Entries shown =>

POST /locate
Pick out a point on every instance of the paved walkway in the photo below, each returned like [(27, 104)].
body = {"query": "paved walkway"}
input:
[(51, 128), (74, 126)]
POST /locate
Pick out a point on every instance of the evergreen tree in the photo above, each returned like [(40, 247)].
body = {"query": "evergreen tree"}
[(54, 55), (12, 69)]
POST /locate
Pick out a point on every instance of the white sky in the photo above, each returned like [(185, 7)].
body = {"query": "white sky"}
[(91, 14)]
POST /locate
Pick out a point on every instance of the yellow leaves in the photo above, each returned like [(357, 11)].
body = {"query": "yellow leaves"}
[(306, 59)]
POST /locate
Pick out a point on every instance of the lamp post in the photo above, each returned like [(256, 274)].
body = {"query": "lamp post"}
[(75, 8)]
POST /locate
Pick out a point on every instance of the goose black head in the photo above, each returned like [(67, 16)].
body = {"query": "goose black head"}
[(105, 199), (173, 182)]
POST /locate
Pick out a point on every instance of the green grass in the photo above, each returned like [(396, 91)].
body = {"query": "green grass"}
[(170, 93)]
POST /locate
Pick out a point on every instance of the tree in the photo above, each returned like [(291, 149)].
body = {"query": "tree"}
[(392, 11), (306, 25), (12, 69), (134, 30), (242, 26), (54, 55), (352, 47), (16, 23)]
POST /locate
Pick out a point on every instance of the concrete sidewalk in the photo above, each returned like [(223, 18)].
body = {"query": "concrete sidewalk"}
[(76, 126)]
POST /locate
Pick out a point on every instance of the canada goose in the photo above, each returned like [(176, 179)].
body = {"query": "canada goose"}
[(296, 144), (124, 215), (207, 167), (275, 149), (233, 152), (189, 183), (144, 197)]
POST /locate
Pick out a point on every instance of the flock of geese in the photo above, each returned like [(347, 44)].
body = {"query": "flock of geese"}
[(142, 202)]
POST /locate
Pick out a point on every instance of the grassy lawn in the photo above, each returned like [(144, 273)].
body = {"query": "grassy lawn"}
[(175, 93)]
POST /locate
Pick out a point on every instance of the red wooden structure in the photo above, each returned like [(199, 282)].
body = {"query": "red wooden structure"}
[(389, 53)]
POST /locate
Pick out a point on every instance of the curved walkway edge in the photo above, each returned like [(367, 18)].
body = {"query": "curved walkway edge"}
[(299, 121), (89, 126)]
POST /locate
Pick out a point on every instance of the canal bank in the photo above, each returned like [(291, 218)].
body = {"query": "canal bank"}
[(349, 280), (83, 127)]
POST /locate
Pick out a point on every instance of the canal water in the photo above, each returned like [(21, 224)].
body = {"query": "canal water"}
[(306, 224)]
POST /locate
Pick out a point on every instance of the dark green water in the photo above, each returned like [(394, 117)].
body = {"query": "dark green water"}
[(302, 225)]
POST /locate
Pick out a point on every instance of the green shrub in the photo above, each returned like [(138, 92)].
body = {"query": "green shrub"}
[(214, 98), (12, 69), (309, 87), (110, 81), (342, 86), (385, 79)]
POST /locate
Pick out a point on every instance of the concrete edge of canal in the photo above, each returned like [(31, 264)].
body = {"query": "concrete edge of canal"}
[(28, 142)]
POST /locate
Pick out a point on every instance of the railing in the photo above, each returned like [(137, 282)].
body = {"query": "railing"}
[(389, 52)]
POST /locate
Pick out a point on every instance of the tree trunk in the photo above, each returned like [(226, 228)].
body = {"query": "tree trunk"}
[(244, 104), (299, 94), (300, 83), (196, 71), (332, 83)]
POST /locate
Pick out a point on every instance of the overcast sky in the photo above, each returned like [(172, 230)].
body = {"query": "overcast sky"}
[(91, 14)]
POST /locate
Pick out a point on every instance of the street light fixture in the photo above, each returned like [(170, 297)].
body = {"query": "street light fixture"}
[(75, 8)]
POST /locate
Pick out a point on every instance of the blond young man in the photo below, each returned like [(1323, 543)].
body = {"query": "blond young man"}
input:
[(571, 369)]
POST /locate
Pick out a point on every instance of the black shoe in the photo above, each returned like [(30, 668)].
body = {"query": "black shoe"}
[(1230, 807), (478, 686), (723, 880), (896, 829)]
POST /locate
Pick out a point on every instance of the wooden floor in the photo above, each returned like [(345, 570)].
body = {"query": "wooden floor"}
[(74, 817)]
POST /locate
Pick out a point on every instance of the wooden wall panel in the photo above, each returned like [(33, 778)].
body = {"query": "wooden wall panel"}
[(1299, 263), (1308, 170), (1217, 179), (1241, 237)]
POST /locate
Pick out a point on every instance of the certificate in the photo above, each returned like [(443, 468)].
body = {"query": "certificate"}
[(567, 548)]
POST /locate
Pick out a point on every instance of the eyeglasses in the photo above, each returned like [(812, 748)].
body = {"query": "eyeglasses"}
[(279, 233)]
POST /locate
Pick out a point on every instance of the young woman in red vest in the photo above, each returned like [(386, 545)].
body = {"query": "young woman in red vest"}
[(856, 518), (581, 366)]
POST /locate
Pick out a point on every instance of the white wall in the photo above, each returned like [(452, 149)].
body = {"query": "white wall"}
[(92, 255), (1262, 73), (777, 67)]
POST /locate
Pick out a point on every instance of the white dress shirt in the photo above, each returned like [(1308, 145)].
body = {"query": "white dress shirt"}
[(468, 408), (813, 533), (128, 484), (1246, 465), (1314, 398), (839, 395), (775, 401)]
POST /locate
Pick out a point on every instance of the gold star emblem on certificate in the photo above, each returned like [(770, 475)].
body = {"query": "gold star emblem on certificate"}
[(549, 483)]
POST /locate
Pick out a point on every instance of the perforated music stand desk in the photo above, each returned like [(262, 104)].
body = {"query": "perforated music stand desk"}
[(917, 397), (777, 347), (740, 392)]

What to produce => Each line containing the word "blond" needs to be copied from the data above.

Task output =>
Pick out a point on every instance of the blond young man in the photo below, each returned like [(1323, 543)].
body = {"query": "blond young man"}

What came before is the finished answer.